===== INPUT ROWS =====

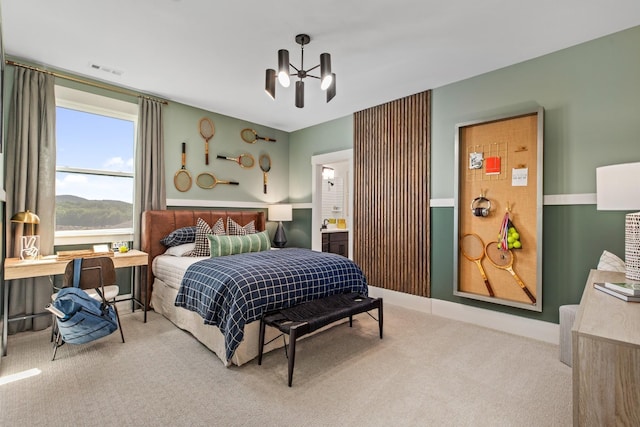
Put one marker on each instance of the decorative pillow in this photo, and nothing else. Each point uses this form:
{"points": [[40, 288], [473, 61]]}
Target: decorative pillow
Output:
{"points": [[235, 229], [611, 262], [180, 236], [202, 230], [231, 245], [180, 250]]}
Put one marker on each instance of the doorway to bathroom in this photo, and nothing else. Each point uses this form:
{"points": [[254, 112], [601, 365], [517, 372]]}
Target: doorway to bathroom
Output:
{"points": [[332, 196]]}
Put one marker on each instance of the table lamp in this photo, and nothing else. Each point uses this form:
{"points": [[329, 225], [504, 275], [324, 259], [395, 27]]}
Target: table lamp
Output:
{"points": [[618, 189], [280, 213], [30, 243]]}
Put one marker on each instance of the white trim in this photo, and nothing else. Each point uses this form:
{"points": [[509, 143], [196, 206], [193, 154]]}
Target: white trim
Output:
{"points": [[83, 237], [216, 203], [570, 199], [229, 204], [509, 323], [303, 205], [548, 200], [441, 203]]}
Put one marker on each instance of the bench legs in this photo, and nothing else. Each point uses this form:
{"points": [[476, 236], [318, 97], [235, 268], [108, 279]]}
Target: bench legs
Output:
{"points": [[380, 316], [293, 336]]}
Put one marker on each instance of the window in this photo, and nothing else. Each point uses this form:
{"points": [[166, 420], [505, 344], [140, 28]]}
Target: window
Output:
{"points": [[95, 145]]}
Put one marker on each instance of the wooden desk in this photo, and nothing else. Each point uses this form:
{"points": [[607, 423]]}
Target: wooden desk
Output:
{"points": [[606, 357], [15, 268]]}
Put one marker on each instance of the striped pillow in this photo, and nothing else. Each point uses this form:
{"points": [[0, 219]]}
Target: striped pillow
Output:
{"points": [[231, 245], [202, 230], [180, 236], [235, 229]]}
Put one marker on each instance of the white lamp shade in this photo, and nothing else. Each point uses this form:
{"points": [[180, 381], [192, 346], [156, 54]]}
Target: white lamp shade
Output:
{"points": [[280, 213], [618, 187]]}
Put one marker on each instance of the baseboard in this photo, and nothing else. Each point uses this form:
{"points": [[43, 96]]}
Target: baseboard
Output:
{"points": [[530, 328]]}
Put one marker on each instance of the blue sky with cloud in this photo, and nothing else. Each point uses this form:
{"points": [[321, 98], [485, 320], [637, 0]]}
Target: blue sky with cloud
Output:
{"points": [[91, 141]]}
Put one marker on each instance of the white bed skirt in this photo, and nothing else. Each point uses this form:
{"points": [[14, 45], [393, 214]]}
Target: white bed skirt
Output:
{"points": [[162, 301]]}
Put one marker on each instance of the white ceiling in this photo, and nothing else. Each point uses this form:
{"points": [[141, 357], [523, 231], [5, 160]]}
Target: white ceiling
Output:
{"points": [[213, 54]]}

=====

Pull out the text of all the entries above and reproduce it word for word, leaving out the picture.

THE REPLY
Put one marker on each instance of the decorative pillow in this photo, and nothing else. Each point uses this form:
{"points": [[40, 288], [473, 61]]}
Target: decorative pillow
Output:
{"points": [[235, 229], [611, 262], [180, 236], [202, 230], [231, 245], [180, 250]]}
Put one marker on each instance of the doorway to bathroom in this photo, and nothing else. Each point uses this form:
{"points": [[254, 112], [601, 365], [517, 372]]}
Target: doorway to bathroom
Output:
{"points": [[332, 196]]}
Put one marker on each instance of the table lamp in this photo, and nothing else. Each point uses this form:
{"points": [[329, 225], [504, 275], [324, 259], [395, 27]]}
Target: table lamp
Output:
{"points": [[618, 189], [280, 213], [30, 243]]}
Put one marker on each instance of the white trim in this photo, and nothing else. Each point uses this form:
{"points": [[509, 143], [196, 206], [193, 154]]}
Target: white trim
Output:
{"points": [[83, 237], [216, 203], [570, 199], [229, 204], [509, 323], [303, 205], [548, 200], [441, 203]]}
Put one marker on each instance of the bench legs in this photo, and nothing else. Each point uses this form:
{"points": [[476, 236], [318, 97], [235, 268], [108, 279]]}
Target: bench legs
Output:
{"points": [[380, 316], [293, 336]]}
Put one marker on each instance of the window in this photo, and nothing else. Each point uses this form:
{"points": [[166, 420], [505, 344], [140, 28]]}
Target: window
Output:
{"points": [[95, 145]]}
Put one marker on each instance of the wooden desk in this photo, and nothing else. Each point uses this form:
{"points": [[607, 423]]}
Target: wooden desk
Output:
{"points": [[606, 357], [15, 268]]}
Put one marker on each instance of the striped pillow in this photo, and nothing else. Each point uses this form:
{"points": [[0, 219]]}
Target: striped pillow
Output:
{"points": [[231, 245], [202, 230], [180, 236], [235, 229]]}
Put one marker on each instance of the white lamp shade in this photo, and nothing else. Each point uses this form:
{"points": [[180, 381], [192, 346], [156, 54]]}
Target: white lamp shade
Output:
{"points": [[280, 213], [618, 187]]}
Put one marker on each instance of the baseboard in this photo, and nothing else. Each point uses this form:
{"points": [[43, 96]]}
Target: baseboard
Output:
{"points": [[530, 328]]}
Put one marker on each instance of the blue sky with cloud in this photo, and nothing else. Each point uses this form:
{"points": [[321, 98], [485, 320], [637, 0]]}
Target: blue sky with cloud
Output:
{"points": [[91, 141]]}
Put one marker on each instance of the white bed skirt in this photo, and nothing else. Each point uses this form:
{"points": [[14, 45], [393, 214]]}
Target: white bed skirt
Output:
{"points": [[162, 301]]}
Put one marker on each instance of the white ceiling in this photo, and nothing else. Each point uses this form:
{"points": [[141, 357], [523, 231], [5, 160]]}
Target: white ceiling
Output:
{"points": [[213, 54]]}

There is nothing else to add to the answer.